*Tasks*
1. In the camera-kit comparison below, about how much more did the Sony lenses in the sample kit cost than the Canon and Nikon lenses?
2. Decide whether each statement agrees with the camera-kit comparison below, answering yes or no and quoting the deciding words: (a) The Sony mirrorless kit is about 5% lighter than the Nikon and Canon kits. (b) The Sony lenses in the kit took up less space than the Nikon and Canon lenses. (c) The total Sony kit cost about 20% more than the Nikon and Canon kits.
3. Carry on the camera-kit comparison below from its final sentence.

*Quoted text*
···
For example, we would hope that the Sony 55mm f/1.8 is substantially better than the Nikon or Canon 50mm f/1.8 lenses, because it is nearly ten times the price and about double the size and weight. Is Sony’s “nifty fifty” equivalent really that much better?
Unfortunately, a full answer about lens quality is way too complicated to squeeze into this article. Websites like dpreview and DXO Mark go into great detail to test lenses and there’s no one factor to determine lens quality anyway.
One factor about lens quality does arise from this analysis though. Remember the lenses we didn’t end up comparing in detail in all brands? A main reason we couldn’t compare them is because Canon and Nikon’s lenses tended to have larger maximum apertures (ie. smaller f numbers) than the Sony lenses. Canon and Nikon both manufacture wide-angle, mid-range prime and telephoto zooms with larger maximum apertures than Sony does, too.
Larger aperture lenses are arguably desirable due to the higher quality images they can produce. We could therefore possibly expect the Canon and Nikon versions of these lenses to be of higher quality than Sony’s. But again, a full analysis of lens quality is best found in other places on the net, so this thought is a guide only.
What about a complete kit?
We’ve seen that mirrorless cameras are smaller and lighter, but the lenses are often larger and heavier. So what is the size, weight and cost of a total kit? We can use the information we already have to compare the size, weight and cost of a possible Sony, Nikon and Canon full frame setup.
Our sample camera kit will include each manufacturer’s latest full-frame twenty-something-megapixel camera. We will add a wide-angle zoom, a fast 35mm prime, a nifty fifty and a telephoto lens. Quite a comprehensive setup! Here’s our product selection from each manufacturer’s offerings:
The totals for each kit are:
The Sony mirrorless kit saves about 15% of the space of both the Nikon and Canon kits and is about 5% lighter. So, with this kit at least, Sony mirrorless is both smaller and lighter than the Nikon and Canon DSLR kits.
Interestingly, it is the small mirrorless camera body that accounts for the difference in size and weight. The Sony lenses in our kit actually took up more space than the Nikon and the Canon lenses. The Sony lenses also weighed about 10% more than the Canon lenses and weighed about the same as the Nikon lenses. The cheaper mirrorless camera body somewhat minimises the cost difference, too. The Sony lenses in our kit actually cost about 35% more than both the Canon and Nikon lenses. But the Sony mirrorless camera body was cheaper than the DSLRs, bringing the total Sony kit cost back to about 20% higher than Nikon and Canon’s kits.
···
*Rows*
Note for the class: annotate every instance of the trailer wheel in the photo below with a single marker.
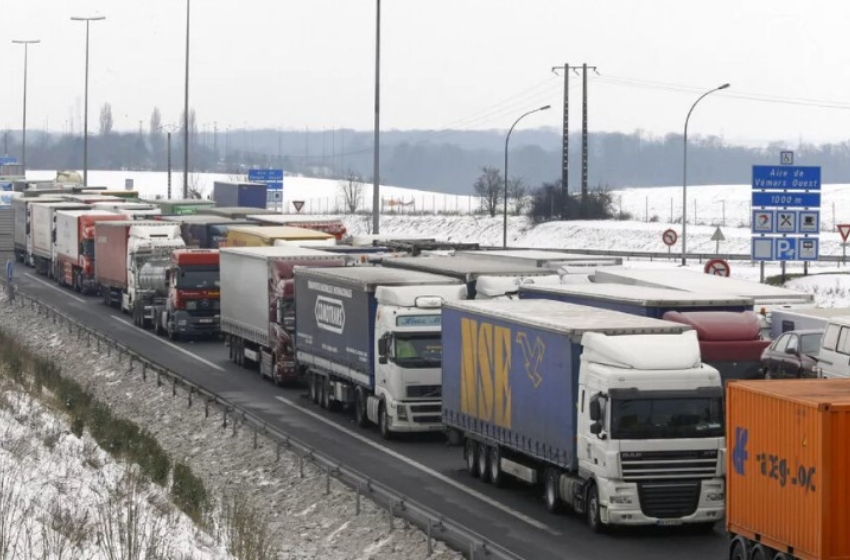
(470, 453)
(761, 552)
(483, 462)
(384, 422)
(738, 550)
(360, 408)
(313, 381)
(496, 477)
(594, 520)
···
*Task responses*
1. About 35% more.

2.
(a) Yes: "is about 5% lighter"
(b) No: "The Sony lenses in our kit actually took up more space than the Nikon and the Canon lenses."
(c) Yes: "bringing the total Sony kit cost back to about 20% higher than Nikon and Canon’s kits"

3.
Are lenses for full-frame mirrorless cameras smaller and lighter than their DSLR equivalents?
But they are for two of Sony’s eleven lenses. It really depends lens to lens, just as it always did when, in the past, we compared any camera brands of any type.
Depending on which lenses we choose, the size and weight advantage of the Sony mirrorless camera body may result in a lighter kit overall. Our sample kit had us carrying about 15% less volume in our bag with Sony mirrorless, and about 5% less weight compared to the DSLR kits. This was due to the lighter mirrorless body, compared to DSLR bodies. So, once again, the total possible gains or losses depend on which lenses we choose.
Although lens quality wasn’t compared here, we also noticed the difference in lens apertures between the brands. Nikon and Canon tend to offer faster (ie. lower F-number) lenses for similar focal length lenses, although there are a couple of exceptions. This may mean that the full-frame Nikon and Canon lenses are more desirable in terms of quality, given one possible measure of lens quality is its maximum aperture. This may also mean that some Sony lenses may be smaller and lighter because lenses with inferior maximum apertures tend to be smaller and lighter than their higher-specced cousins.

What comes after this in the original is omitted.